- _Your goal_
When the word "stem" shows up in a line of the data below, copy that whole line.

[Items listed in a dataset]
Content starts

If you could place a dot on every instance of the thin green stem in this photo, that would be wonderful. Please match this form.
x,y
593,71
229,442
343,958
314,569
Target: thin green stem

Content ends

- _Reply to the exercise_
If you could place a dot on every instance of the thin green stem in this photo, that would be wonderful. Please match this form.
Target: thin green stem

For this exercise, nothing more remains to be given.